*** RECORDS TO USE ***
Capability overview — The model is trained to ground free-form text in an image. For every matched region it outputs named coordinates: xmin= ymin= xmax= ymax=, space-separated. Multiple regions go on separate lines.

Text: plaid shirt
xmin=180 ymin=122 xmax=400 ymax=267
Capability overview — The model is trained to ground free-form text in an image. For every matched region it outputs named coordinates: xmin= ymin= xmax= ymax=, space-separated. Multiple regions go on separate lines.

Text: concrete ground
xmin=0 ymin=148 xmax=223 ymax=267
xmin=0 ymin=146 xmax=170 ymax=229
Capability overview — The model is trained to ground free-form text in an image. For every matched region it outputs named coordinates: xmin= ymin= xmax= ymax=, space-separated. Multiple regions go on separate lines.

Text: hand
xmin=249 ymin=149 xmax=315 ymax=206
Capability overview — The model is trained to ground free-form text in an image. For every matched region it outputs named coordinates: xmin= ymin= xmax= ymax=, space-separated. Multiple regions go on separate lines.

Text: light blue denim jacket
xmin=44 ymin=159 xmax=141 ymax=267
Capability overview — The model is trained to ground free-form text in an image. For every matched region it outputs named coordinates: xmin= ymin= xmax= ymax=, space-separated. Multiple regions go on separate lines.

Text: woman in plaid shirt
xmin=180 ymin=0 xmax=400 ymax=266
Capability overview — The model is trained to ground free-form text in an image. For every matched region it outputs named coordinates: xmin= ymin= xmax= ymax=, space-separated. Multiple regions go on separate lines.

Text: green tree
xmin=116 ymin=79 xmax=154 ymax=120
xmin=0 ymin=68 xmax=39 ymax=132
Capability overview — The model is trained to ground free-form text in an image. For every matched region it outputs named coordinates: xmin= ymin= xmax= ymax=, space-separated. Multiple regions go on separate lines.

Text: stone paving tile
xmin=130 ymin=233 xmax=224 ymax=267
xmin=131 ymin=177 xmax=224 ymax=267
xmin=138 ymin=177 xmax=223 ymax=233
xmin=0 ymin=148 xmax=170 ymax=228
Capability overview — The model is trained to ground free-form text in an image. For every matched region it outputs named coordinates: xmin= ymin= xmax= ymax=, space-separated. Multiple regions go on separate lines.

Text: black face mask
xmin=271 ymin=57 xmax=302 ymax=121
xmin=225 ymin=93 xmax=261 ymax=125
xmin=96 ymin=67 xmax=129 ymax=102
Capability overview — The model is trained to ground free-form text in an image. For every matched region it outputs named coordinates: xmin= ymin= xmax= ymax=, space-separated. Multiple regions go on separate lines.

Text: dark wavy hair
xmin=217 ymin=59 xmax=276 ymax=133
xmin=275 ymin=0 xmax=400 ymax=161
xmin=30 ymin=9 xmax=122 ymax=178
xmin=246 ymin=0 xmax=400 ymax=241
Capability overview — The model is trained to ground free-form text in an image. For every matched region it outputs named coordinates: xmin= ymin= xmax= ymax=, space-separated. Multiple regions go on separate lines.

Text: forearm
***
WHAT IS ASKED:
Show the data once more, exactly as it was written.

OUTPUT OF THE TASK:
Capability overview — The model is trained to ground free-form text in an image. For every matched region it outputs named coordinates: xmin= ymin= xmax= ymax=, space-separated. Multiple regions go on separate lines.

Text: plaid shirt
xmin=180 ymin=122 xmax=400 ymax=267
Capability overview — The model is trained to ground free-form text in an image. For every matched region it outputs named coordinates: xmin= ymin= xmax= ymax=, space-separated. Multiple regions go on separate lines.

Text: concrete ground
xmin=0 ymin=148 xmax=223 ymax=267
xmin=0 ymin=146 xmax=170 ymax=229
Capability overview — The model is trained to ground free-form text in an image. For every matched region it outputs named coordinates: xmin= ymin= xmax= ymax=, space-separated. Multiple regions go on separate lines.

Text: hand
xmin=249 ymin=149 xmax=315 ymax=206
Capability overview — The model is trained to ground free-form text in an image. For every matched region it outputs named coordinates: xmin= ymin= xmax= ymax=, space-separated. Multiple regions go on separate lines.

Text: light blue denim jacket
xmin=44 ymin=159 xmax=141 ymax=267
Capability overview — The model is trained to ground free-form text in an image. For every matched region it outputs named coordinates: xmin= ymin= xmax= ymax=, space-separated. Multiple regions go on separate lines.

Text: woman in plaid shirt
xmin=180 ymin=0 xmax=400 ymax=266
Capability overview — The model is trained to ground free-form text in an image. For every matched region it outputs named coordinates: xmin= ymin= xmax= ymax=, space-separated. Multiple regions go on separate lines.

Text: green tree
xmin=116 ymin=79 xmax=154 ymax=120
xmin=0 ymin=68 xmax=39 ymax=132
Capability overview — The model is trained to ground free-form text in an image. For every matched region it outputs named coordinates: xmin= ymin= xmax= ymax=, space-separated. Multiple regions go on separate lines.

Text: stone paving tile
xmin=130 ymin=233 xmax=224 ymax=267
xmin=131 ymin=177 xmax=224 ymax=267
xmin=138 ymin=177 xmax=223 ymax=233
xmin=0 ymin=148 xmax=170 ymax=228
Capability overview — The model is trained to ground free-form text in an image. For every matched region it outputs named coordinates: xmin= ymin= xmax= ymax=, space-separated. Multiple regions go on separate lines.

Text: black face mask
xmin=271 ymin=57 xmax=302 ymax=121
xmin=225 ymin=93 xmax=261 ymax=125
xmin=96 ymin=67 xmax=129 ymax=102
Capability overview — The model is trained to ground free-form text in an image. For every matched region it outputs named coordinates: xmin= ymin= xmax= ymax=, space-separated. Multiple regions go on separate lines.

Text: dark wavy hair
xmin=217 ymin=59 xmax=276 ymax=133
xmin=275 ymin=0 xmax=400 ymax=161
xmin=30 ymin=9 xmax=122 ymax=178
xmin=246 ymin=0 xmax=400 ymax=241
Capability overview — The model is trained to ground free-form text in an image. For every matched region it outputs named coordinates: xmin= ymin= xmax= ymax=, space-separated. Multiple regions go on separate lines.

Text: forearm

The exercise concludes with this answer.